Your task:
Please reproduce the listing in its entirety, exactly as written, but without images.

..........

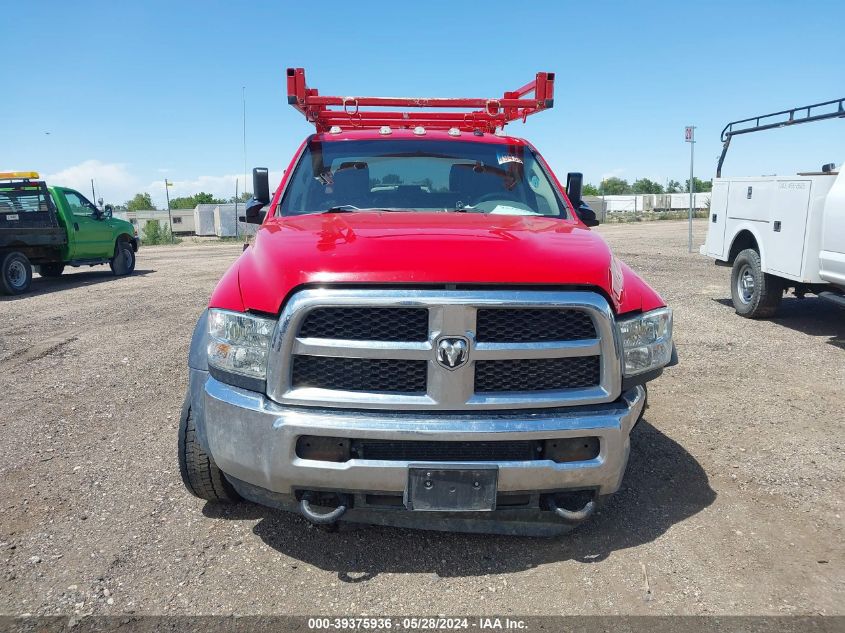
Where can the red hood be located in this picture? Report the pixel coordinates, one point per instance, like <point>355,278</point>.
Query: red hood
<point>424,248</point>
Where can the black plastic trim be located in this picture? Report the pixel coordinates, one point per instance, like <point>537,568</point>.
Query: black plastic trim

..........

Response to this exercise:
Where can the red hood be located in this picture? Report the pixel coordinates, one point per instance, like <point>355,278</point>.
Query: red hood
<point>424,248</point>
Where can the black plastic trim be located in this picture? Report the pixel coordinates, one point per instance, like <point>537,568</point>.
Query: black plastic trim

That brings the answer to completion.